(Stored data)
-----
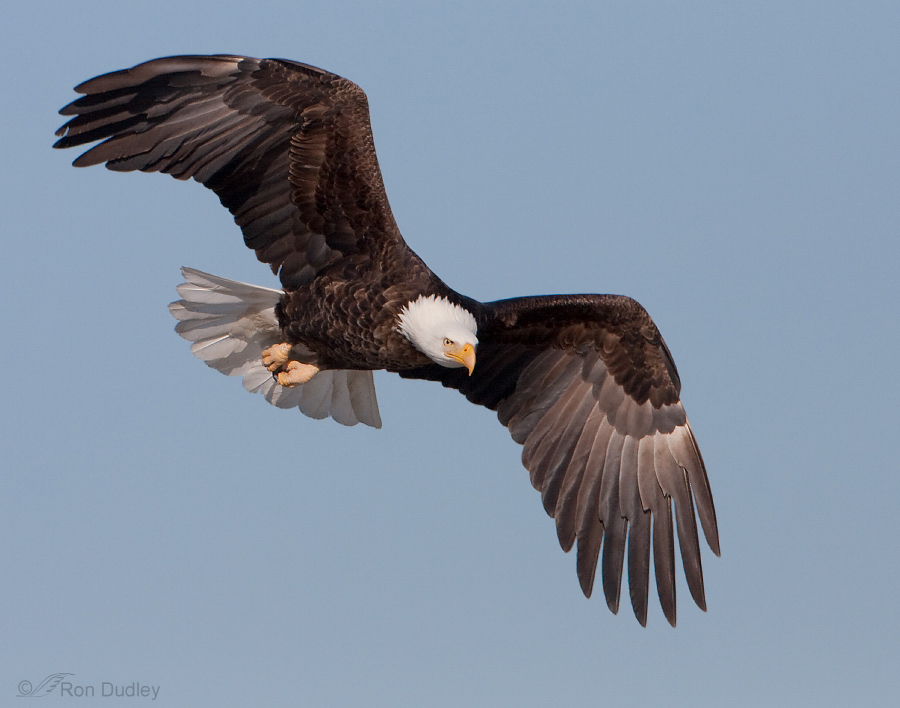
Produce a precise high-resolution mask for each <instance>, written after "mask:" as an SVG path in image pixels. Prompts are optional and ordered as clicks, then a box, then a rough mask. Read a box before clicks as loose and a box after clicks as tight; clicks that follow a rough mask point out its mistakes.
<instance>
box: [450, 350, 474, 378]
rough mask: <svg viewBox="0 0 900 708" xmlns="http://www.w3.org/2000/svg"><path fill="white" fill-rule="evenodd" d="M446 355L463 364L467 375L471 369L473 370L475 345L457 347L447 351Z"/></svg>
mask: <svg viewBox="0 0 900 708" xmlns="http://www.w3.org/2000/svg"><path fill="white" fill-rule="evenodd" d="M447 356H449V357H450V358H451V359H454V360H455V361H458V362H459V363H460V364H462V365H463V366H465V367H466V369H468V371H469V376H471V375H472V371H474V370H475V347H473V346H472V345H471V344H466V345H465V346H463V347H460V348H459V349H456V350H452V351H448V352H447Z"/></svg>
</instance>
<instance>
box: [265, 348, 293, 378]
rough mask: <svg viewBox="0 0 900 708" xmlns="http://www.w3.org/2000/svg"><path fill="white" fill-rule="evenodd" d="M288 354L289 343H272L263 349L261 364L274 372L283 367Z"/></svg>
mask: <svg viewBox="0 0 900 708" xmlns="http://www.w3.org/2000/svg"><path fill="white" fill-rule="evenodd" d="M290 354H291V345H290V344H288V343H287V342H282V343H281V344H273V345H272V346H271V347H269V348H268V349H263V366H265V367H266V368H267V369H268V370H269V371H271V372H272V373H273V374H274V373H275V372H276V371H280V370H281V369H283V368H284V367H285V365H286V364H287V363H288V359H289V358H290Z"/></svg>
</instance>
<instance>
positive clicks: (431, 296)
mask: <svg viewBox="0 0 900 708" xmlns="http://www.w3.org/2000/svg"><path fill="white" fill-rule="evenodd" d="M395 329H396V331H398V332H400V333H401V334H403V335H404V336H405V337H406V338H407V339H408V340H409V341H410V342H411V343H412V345H413V346H414V347H415V348H416V349H418V350H419V351H420V352H422V353H423V354H425V355H426V356H427V357H428V358H429V359H431V360H432V361H433V362H434V363H436V364H440V365H441V366H446V367H448V368H456V367H461V366H464V367H465V368H466V369H467V370H468V371H469V375H470V376H471V375H472V371H473V369H474V368H475V347H477V346H478V337H476V336H475V332H476V331H477V329H478V325H477V324H476V322H475V317H474V316H473V315H472V313H471V312H469V311H468V310H466V309H465V308H463V307H460V306H459V305H454V304H453V303H452V302H450V301H449V300H448V299H447V298H445V297H440V296H437V295H428V296H425V295H420V296H419V297H418V298H417V299H415V300H410V301H409V302H408V303H406V305H404V306H403V309H402V310H401V311H400V315H399V316H398V317H397V326H396V328H395Z"/></svg>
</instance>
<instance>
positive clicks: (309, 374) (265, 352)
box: [262, 342, 319, 388]
mask: <svg viewBox="0 0 900 708" xmlns="http://www.w3.org/2000/svg"><path fill="white" fill-rule="evenodd" d="M291 346H292V345H290V344H288V343H287V342H281V343H280V344H273V345H272V346H271V347H269V348H268V349H264V350H263V353H262V360H263V366H265V367H266V368H267V369H268V370H269V371H271V372H272V374H273V375H274V376H275V380H276V381H277V382H278V385H279V386H284V387H285V388H293V387H294V386H300V385H301V384H305V383H306V382H307V381H309V380H310V379H311V378H312V377H313V376H315V375H316V374H317V373H319V367H317V366H313V365H312V364H302V363H300V362H299V361H294V360H292V359H291V358H290V356H291Z"/></svg>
-----
## [TASK PROMPT]
Print the data again, word for word, without any pictures.

## [EXPECTED OUTPUT]
Produce a precise high-resolution mask for each <instance>, written after "mask:" as an SVG path in image pixels. Prompts are optional and ordered as clicks, then a box, then a rough mask. Read a box before clicks as loose and a box after clicks as tight; clicks that follow a rough mask point out its mistakes.
<instance>
box: [450, 350, 474, 378]
rough mask: <svg viewBox="0 0 900 708" xmlns="http://www.w3.org/2000/svg"><path fill="white" fill-rule="evenodd" d="M446 355L463 364L467 375L471 369L473 370L475 345L457 347L447 351Z"/></svg>
mask: <svg viewBox="0 0 900 708" xmlns="http://www.w3.org/2000/svg"><path fill="white" fill-rule="evenodd" d="M447 356H449V357H450V358H451V359H454V360H455V361H458V362H459V363H460V364H462V365H463V366H465V367H466V369H468V371H469V376H471V375H472V371H474V370H475V347H473V346H472V345H471V344H466V345H465V346H463V347H460V348H459V349H456V350H452V351H448V352H447Z"/></svg>
</instance>
<instance>
box: [265, 348, 293, 378]
rough mask: <svg viewBox="0 0 900 708" xmlns="http://www.w3.org/2000/svg"><path fill="white" fill-rule="evenodd" d="M288 354L289 343H272L263 349L261 364L274 372L283 367Z"/></svg>
mask: <svg viewBox="0 0 900 708" xmlns="http://www.w3.org/2000/svg"><path fill="white" fill-rule="evenodd" d="M290 354H291V345H290V344H288V343H287V342H282V343H281V344H273V345H272V346H271V347H269V348H268V349H263V366H265V367H266V368H267V369H268V370H269V371H271V372H272V373H273V374H274V373H275V372H276V371H280V370H281V369H283V368H284V367H285V365H286V364H287V363H288V359H289V358H290Z"/></svg>
</instance>
<instance>
positive clicks: (431, 296)
mask: <svg viewBox="0 0 900 708" xmlns="http://www.w3.org/2000/svg"><path fill="white" fill-rule="evenodd" d="M395 329H396V331H398V332H400V333H401V334H403V335H404V336H405V337H406V338H407V339H408V340H409V341H410V342H411V343H412V345H413V346H414V347H415V348H416V349H418V350H419V351H420V352H422V353H423V354H425V355H426V356H427V357H428V358H429V359H431V360H432V361H433V362H434V363H436V364H440V365H441V366H446V367H448V368H456V367H461V366H464V367H465V368H466V369H467V370H468V371H469V375H470V376H471V375H472V371H473V369H474V368H475V347H477V346H478V337H476V336H475V332H476V331H477V329H478V325H477V324H476V322H475V317H474V316H473V315H472V313H471V312H469V311H468V310H466V309H465V308H463V307H460V306H459V305H454V304H453V303H452V302H450V301H449V300H448V299H447V298H445V297H440V296H437V295H428V296H425V295H420V296H419V297H418V298H417V299H415V300H410V301H409V302H408V303H406V305H404V306H403V309H402V310H401V311H400V315H399V316H398V317H397V326H396V328H395Z"/></svg>
</instance>
<instance>
positive clicks: (309, 374) (265, 352)
box: [262, 342, 319, 388]
mask: <svg viewBox="0 0 900 708" xmlns="http://www.w3.org/2000/svg"><path fill="white" fill-rule="evenodd" d="M291 346H292V345H290V344H288V343H287V342H281V343H280V344H273V345H272V346H271V347H269V348H268V349H264V350H263V353H262V360H263V366H265V367H266V368H267V369H268V370H269V371H271V372H272V374H273V375H274V376H275V380H276V381H277V382H278V385H279V386H284V387H285V388H293V387H294V386H300V385H301V384H305V383H306V382H307V381H309V380H310V379H311V378H312V377H313V376H315V375H316V374H317V373H319V367H317V366H313V365H312V364H302V363H300V362H299V361H294V360H292V359H291V358H290V356H291Z"/></svg>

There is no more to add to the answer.